**Document excerpt**
BEGIN

Thursday, July 4, 2013

Climate change, limits to growth, groupthink and other threats to food and nutrition security

A talk I gave on July 31, 2013 (University of Canberra). It was recorded and may be posted to You Tube.

Climate change, limits to growth, groupthink and other threats to food and nutrition security  ("FAO and IPCC dreaming")

In 2007 the Intergovernmental Panel on Climate Change (IPCC) issued forecasts for world hunger in  2080, taking account of climate change. In three of four scenarios, world hunger would greatly improve, falling to 100-380 million. Only in the scenario showing the worst case of the worst case, was hunger considered likely to be higher in 2080 than in 2007 (rising to 1300 million). Yet, in 2009, only two years later, the FAO estimated that the number of hungry topped 1 billion. Then, in 2012, the FAO revised its estimates, not only claiming that the 1 billion was an error, but that the Millennium Development Hunger Goal for 2015 was almost within reach.

In 2012 the FAO also tried to change the definition of the MDG hunger target (1c) - the original text is clear: to halve the percentage of hungry (in 1990) by half. But in 2012 the FAO claimed it is to halve the percentage of hungry in the developing world (in 1990) by half. Of course, FAO has no authority to do this; the MDGs were set by an intergovernmental agreement. Comment added April 24, 2014: In SOFI 2013, the FAO reverted to the original (correct) MDG definition, without explanation, admission of error, nor apology.

END

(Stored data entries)
BEGIN

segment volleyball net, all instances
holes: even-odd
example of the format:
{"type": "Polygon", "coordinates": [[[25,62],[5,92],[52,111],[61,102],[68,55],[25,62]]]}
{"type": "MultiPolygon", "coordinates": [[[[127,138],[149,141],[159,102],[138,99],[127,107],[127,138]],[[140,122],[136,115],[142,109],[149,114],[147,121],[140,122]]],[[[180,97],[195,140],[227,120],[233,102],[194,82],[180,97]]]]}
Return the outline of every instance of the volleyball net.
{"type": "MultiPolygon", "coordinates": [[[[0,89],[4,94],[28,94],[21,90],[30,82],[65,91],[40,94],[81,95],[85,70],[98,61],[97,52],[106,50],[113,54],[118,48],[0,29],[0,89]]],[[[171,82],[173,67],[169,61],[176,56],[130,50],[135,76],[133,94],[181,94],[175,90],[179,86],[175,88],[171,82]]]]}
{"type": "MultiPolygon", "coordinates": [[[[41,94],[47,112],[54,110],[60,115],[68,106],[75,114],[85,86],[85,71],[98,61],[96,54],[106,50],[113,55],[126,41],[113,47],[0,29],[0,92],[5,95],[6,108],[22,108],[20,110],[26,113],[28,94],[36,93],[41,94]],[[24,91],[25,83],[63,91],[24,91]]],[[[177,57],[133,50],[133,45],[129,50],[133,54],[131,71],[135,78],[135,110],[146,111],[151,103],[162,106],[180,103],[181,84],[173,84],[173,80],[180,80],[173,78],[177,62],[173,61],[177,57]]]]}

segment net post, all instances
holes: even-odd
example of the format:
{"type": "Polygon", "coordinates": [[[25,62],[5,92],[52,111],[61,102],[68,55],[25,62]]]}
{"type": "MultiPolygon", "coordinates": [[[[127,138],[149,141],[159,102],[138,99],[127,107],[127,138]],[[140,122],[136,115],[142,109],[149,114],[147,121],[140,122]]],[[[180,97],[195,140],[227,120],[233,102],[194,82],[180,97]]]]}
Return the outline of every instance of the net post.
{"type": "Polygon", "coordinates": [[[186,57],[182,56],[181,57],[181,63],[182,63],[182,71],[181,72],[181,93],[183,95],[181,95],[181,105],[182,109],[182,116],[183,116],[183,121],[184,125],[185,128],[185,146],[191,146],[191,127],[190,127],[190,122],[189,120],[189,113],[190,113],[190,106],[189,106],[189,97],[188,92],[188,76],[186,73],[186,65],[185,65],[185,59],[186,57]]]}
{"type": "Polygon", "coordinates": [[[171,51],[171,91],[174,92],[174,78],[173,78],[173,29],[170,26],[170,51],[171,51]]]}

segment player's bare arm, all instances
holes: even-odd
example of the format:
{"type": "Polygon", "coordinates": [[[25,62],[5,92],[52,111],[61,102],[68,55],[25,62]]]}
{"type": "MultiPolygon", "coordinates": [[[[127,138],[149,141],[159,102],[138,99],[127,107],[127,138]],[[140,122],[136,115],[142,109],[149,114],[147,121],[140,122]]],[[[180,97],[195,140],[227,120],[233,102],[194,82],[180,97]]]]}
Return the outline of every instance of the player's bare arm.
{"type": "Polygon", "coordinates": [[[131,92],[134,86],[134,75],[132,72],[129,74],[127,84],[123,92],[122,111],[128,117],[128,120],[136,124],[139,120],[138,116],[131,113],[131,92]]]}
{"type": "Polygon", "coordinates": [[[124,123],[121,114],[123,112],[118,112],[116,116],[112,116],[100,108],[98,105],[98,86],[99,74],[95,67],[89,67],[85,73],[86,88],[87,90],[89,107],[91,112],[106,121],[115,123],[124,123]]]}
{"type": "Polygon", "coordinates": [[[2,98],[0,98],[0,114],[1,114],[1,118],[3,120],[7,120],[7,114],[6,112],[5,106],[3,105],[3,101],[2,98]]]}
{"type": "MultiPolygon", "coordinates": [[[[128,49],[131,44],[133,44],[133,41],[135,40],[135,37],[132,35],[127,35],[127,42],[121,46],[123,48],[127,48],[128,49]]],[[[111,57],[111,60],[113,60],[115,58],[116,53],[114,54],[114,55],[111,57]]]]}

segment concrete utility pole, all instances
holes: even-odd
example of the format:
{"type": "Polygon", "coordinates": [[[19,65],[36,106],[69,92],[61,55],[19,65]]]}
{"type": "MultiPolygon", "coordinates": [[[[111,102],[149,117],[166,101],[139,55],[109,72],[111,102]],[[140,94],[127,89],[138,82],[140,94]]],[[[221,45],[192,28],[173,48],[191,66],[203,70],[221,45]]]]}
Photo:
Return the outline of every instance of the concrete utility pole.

END

**Tasks**
• 1. In the text on threats to food and nutrition security, what did the FAO estimate in 2009 about the number of hungry people?
• 2. Continue the text on threats to food and nutrition security from its last sentence.

**Outputs by task**
• 1. The FAO estimated that the number of hungry topped 1 billion.

• 2.
The percentage of hunger in the world in 1990 (at least until the 2012 FAO revision) was estimated as 16%. Global population in 1990 was about 5.3 billion. Therefore the original MDG target - to halve this - from 16% to 8% of the world population in 2015 - about 585 million (8% of about 7.3 billion). In 2012 the FAO claimed that the % of hunger in the developing world in 1990 was 23.2%. Depending on how the population of the developing world in 2015 is measured, this means that the new FAO definition of this target is 11.6% of it (23.2/2), which is about 700 million, (11.6% of about 6 billion, assuming 1.3 billion are not in developing countries). The difference between 700 and 585 million is 115 million. That is, changing the denominator (the bottom number) in the definition  makes a big difference - and also introduces a lot of uncertainty.

World hunger estimates are a black art, subject to political influence and wishful thinking. Additional evidence of FAO incompetence is that it procrastinated until 2003 about climate change, implicitly assuming that the issue was trivial for global food security. The FAO still refuses to consider other aspects of Limits to Growth, such as the rising cost of energy and the falling supply of phosphate. Most agricultural forecasters in the IPCC (and before that the Millennium Ecosystem Assessment) appear infected by the same optimistic viral groupthink.

It is important for think tanks such as the FAO and the IPCC to not rob people of hope. But it is even more important that their thought processes are grounded in reality. A wildly incorrect message that “all is well” delays corrective action, frustrates activists and leads to more of the same groupthink. Who can say the emperor is naked?

PS. I am not the only person bemused by the FAO report.  So is Frances Moore LappĂ©, author of Diet for a Small Planet, and now working with the Small Planet Institute. I haven't yet read their  report carefully enough to see if they also have spotted how the FAO has unilaterally altered the MDG hunger target (in a way which makes it seem easier to reach).

Finally, Prof Ken Cassman, editor of Global Food Security has repeatedly asked me to write this up for possible publication. I hope to do that in 2014.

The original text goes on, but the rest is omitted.